Le Congrès national indigène a été fondé le 12 octobre 1996 dans la Ville de Mexico, à la suite d'un appel de l'EZLN à tous les peuples indigènes pour participer au Forum National Spécial sur les Droits et la Culture Indigène, dans le prolongement des Accords de San Andrés. Depuis sa fondation le CNI a tenu cinq congrès nationaux.

Consécutivement à une proposition du 5ème Congrès du CNI (5e congrès du CNI en français), examinée en octobre, novembre et décembre 2016 et approuvée le premier janvier 2017, un Conseil Indigène de Gouvernement (Concejo Indigena de Gobierno, CIG) est nommé. Sa porte-parole est une femme indigène, María de Jesús Patricio Martínez. Elle est à ce titre déléguée par le CNI comme candidate indépendante pour l'élection présidentielle de 2018, au nom du Congrès National Indigène et de l'Armée Zapatiste de Libération Nationale[2]. La proposition lance un appel à la société et aux organisations qui se reconnaissent dans la lutte contre la dépossession, la répression, la discrimination et l'exploitation, pour s'organiser et bâtir un monde nouveau.

________

CONSIGNE » Prolongez le texte sur le Congrès national indigène en reprenant juste après sa dernière phrase. Les lignes qui viennent ensuite forment un ensemble distinct du texte.

DONNÉES AFFICHÉES »
________

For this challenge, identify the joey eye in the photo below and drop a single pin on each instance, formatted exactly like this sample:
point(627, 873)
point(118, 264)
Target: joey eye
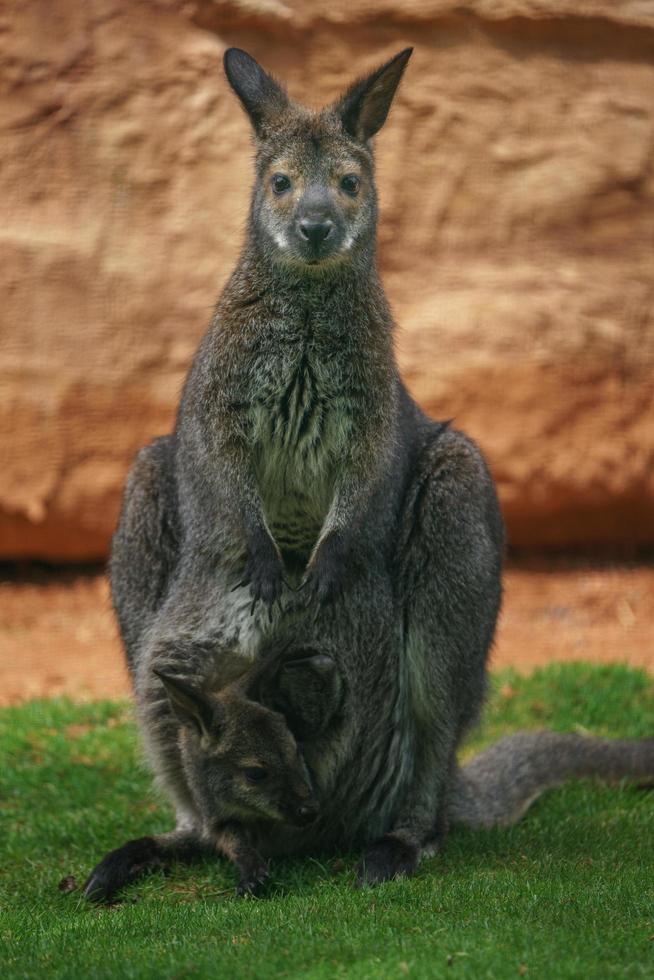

________

RÉSULTAT »
Origines[modifier | modifier le code]

Le , l'Armée Zapatiste de Libération Nationale (EZLN) se soulève et prend les armes après des années d'organisation contre la dépossession, la discrimination et l'oubli. Elle réussit à prendre le contrôle de cinq capitales municipales dans l'état du Chiapas : Chanal, Altamirano, Las Margaritas, Ocosingo et San Cristóbal de las Casas, d'où est proclamée la Première Déclaration de la Forêt Lacandone qui invite les peuples du Mexique à se joindre à la lutte. Après la confrontation entre l'armée mexicaine et l'EZLN, plusieurs dizaines de milliers de manifestants sortent dans la rue. Ils s'opposent à l'intervention militaire et considèrent les causes du soulèvement comme justes, mais ils s'expriment aussi en faveur de la paix et d'une résolution par le dialogue et la négociation.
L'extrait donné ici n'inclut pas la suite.